### GIVEN EXERCISE
Can you copy the rows below, starting at the first row and ending at the line that contains "<point>398,133</point>", with "drop" replaced by "place" and everything else unchanged?

______________________________

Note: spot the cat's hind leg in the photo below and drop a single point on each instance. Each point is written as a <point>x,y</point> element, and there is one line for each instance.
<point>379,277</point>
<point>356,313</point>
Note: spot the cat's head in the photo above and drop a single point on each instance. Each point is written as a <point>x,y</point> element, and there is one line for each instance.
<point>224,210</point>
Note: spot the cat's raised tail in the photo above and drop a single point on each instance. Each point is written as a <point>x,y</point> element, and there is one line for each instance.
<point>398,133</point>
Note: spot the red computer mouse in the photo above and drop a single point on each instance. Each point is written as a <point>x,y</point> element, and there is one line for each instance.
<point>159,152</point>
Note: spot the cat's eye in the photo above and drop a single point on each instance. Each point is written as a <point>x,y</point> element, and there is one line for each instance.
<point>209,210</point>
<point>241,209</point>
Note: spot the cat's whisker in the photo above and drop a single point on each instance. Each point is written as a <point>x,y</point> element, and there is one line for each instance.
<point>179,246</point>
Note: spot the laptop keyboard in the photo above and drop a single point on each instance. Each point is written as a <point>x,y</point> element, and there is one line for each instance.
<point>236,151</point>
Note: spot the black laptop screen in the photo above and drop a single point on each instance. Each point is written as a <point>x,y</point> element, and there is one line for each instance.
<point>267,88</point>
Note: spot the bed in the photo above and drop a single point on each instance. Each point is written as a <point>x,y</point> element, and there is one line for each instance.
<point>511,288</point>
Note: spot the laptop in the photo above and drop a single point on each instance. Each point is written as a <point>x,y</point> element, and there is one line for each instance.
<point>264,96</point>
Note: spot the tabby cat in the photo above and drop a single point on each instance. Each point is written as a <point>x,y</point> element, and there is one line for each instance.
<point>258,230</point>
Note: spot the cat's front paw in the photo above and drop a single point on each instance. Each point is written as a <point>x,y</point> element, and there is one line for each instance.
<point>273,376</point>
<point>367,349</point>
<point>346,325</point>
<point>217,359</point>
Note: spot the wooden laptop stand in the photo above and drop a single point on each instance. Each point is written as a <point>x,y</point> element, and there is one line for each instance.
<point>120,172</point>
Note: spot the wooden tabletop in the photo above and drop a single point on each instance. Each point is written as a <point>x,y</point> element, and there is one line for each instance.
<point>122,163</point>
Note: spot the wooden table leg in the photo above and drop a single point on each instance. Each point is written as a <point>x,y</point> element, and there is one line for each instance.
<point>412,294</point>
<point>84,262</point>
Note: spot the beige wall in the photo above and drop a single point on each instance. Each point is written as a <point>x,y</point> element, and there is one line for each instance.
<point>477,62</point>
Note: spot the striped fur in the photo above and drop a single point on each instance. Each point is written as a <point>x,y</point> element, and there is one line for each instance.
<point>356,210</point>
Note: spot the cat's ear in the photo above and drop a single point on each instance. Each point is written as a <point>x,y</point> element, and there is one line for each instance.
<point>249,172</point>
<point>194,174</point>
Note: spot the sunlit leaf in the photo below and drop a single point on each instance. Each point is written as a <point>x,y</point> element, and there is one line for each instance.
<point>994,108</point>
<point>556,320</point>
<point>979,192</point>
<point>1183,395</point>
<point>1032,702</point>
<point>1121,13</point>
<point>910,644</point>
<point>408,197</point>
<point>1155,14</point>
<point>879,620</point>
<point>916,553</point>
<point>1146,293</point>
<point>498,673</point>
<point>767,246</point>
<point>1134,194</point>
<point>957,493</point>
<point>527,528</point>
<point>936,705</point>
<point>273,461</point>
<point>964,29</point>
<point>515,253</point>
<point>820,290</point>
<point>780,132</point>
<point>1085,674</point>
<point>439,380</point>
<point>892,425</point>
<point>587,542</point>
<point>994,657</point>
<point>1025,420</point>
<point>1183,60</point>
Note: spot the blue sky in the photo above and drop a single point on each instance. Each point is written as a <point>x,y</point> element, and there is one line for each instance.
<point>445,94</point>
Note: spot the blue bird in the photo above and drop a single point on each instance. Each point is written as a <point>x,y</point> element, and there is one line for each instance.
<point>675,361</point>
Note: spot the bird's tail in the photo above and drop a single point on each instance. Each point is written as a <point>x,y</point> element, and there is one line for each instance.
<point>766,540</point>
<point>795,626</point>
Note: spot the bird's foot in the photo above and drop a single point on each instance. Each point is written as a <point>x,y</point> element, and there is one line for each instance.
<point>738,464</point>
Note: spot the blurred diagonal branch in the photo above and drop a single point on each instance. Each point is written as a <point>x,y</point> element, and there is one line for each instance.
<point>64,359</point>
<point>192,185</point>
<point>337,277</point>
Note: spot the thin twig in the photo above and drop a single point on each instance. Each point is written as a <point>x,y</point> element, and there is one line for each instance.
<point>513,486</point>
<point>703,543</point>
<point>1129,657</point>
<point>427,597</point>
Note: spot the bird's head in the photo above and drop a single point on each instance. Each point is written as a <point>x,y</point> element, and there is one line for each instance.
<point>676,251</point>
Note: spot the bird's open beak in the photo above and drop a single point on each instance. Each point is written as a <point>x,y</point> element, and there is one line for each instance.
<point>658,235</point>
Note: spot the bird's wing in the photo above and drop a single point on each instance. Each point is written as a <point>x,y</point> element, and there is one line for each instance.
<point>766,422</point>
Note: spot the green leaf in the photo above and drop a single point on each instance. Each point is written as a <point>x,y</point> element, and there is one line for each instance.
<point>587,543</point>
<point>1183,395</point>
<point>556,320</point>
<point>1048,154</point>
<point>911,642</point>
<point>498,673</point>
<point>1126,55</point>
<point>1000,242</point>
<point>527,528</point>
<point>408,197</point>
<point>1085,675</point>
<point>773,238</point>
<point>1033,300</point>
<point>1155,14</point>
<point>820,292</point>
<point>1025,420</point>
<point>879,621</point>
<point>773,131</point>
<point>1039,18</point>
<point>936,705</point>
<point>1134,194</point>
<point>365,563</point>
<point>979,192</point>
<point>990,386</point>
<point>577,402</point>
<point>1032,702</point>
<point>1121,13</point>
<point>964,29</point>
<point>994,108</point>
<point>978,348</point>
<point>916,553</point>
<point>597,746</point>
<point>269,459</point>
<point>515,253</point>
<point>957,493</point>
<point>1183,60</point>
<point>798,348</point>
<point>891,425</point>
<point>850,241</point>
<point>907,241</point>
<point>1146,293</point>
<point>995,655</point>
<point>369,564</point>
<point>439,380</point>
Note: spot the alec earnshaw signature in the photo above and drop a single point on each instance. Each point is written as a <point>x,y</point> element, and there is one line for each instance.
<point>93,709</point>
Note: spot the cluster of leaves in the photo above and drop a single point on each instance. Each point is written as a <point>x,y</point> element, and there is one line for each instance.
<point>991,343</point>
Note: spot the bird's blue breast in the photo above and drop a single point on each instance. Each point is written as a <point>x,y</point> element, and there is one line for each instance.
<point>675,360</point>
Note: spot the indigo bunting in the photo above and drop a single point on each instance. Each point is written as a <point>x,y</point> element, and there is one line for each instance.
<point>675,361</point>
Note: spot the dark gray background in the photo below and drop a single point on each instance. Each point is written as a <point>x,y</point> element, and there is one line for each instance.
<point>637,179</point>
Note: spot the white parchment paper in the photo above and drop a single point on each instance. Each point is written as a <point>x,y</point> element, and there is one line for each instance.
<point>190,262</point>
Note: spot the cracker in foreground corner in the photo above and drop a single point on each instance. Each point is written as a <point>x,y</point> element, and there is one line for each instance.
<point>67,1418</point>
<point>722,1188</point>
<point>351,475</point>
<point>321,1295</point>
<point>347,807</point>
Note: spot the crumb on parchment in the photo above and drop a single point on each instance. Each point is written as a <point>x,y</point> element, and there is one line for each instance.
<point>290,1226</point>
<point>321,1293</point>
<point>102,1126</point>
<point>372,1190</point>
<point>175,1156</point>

______________________________

### TASK RESULT
Note: spot the cat's hind leg in the photo below and place a single point on each instance. Each point is written as a <point>x,y</point> element, and there is one line for each instance.
<point>379,277</point>
<point>356,313</point>
Note: spot the cat's head in the photo above and place a single point on each instance. Each point is written as a <point>x,y</point> element, and there is one line for each instance.
<point>224,210</point>
Note: spot the cat's raised tail in the photo above and place a single point on each instance. Each point is written as a <point>x,y</point> element, and there is one line for each instance.
<point>398,133</point>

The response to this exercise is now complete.